YOUR GOAL –
Return each line of the data below that contains the string "rings".

Stored items from a collection –
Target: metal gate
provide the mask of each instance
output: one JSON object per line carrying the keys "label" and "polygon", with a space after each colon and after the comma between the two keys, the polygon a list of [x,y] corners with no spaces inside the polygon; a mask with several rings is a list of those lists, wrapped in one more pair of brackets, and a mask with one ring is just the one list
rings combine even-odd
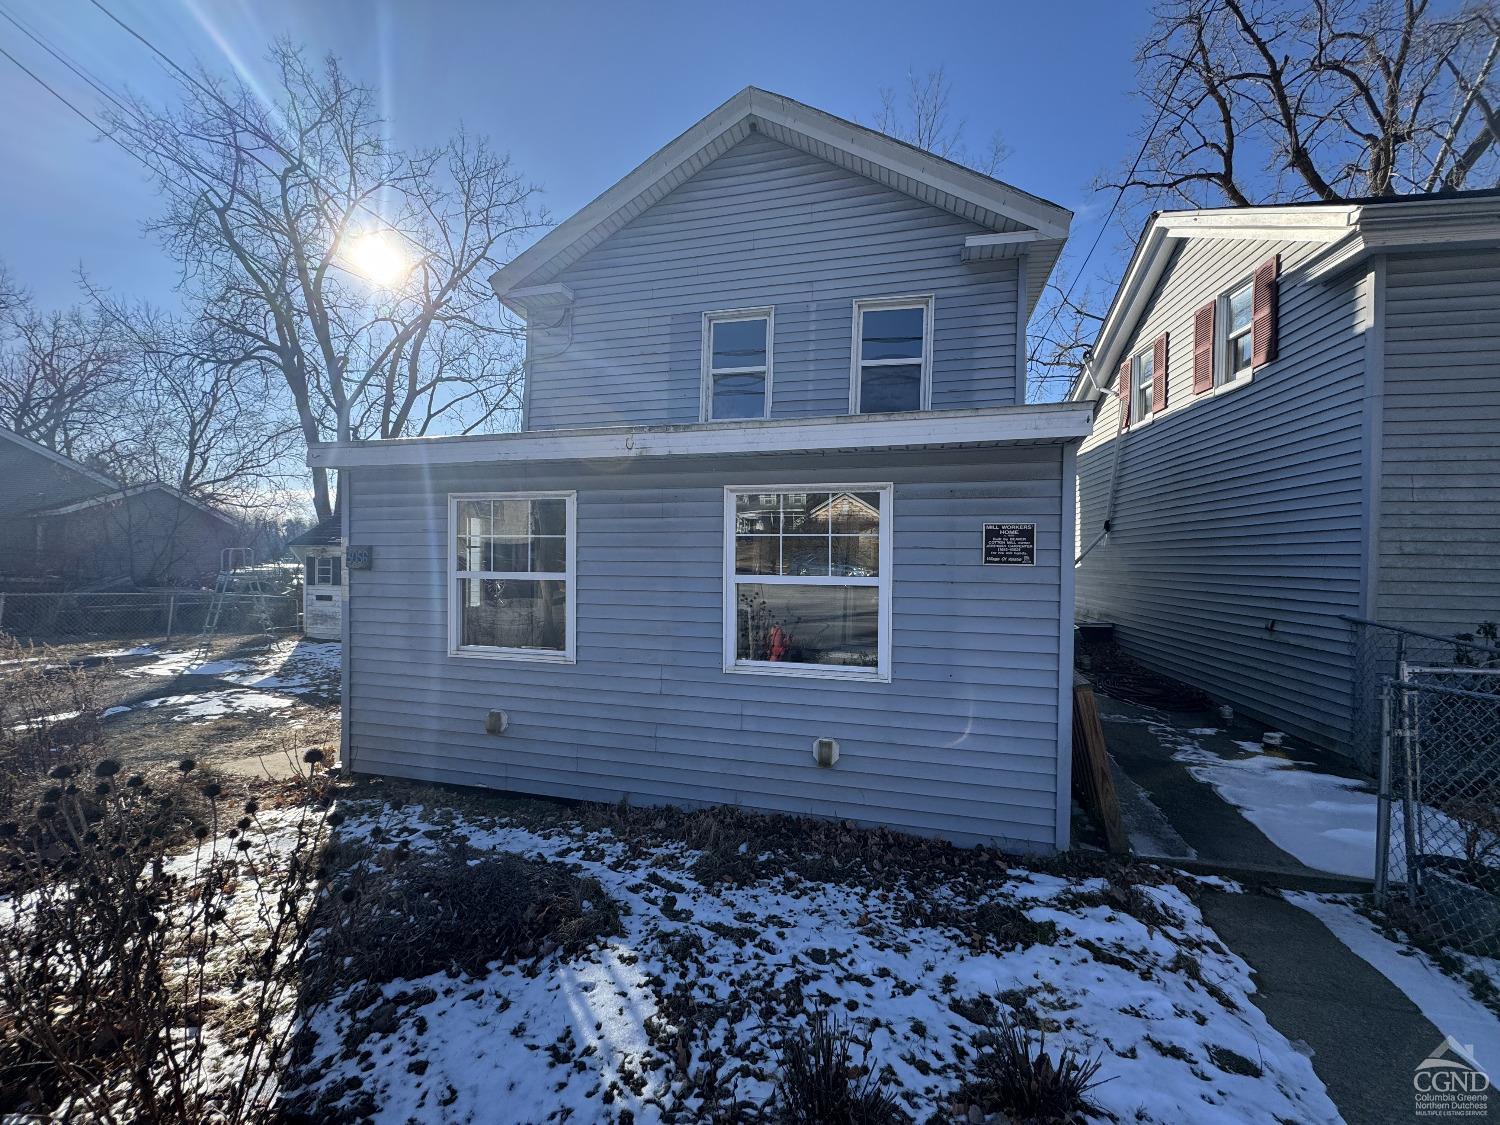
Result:
{"label": "metal gate", "polygon": [[1376,895],[1422,936],[1500,955],[1500,667],[1403,663],[1382,702]]}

ANSWER FOR THE TASK –
output: one JSON object per line carrying the keys "label" and "polygon", with a space after each colon and after the comma between the two keys, the polygon a list of [x,y] corners with no spaces inside the polygon; a mask with several rings is a list of those lists, wrapped in one more pair of brackets, and a mask with one ring is just the one list
rings combine even-odd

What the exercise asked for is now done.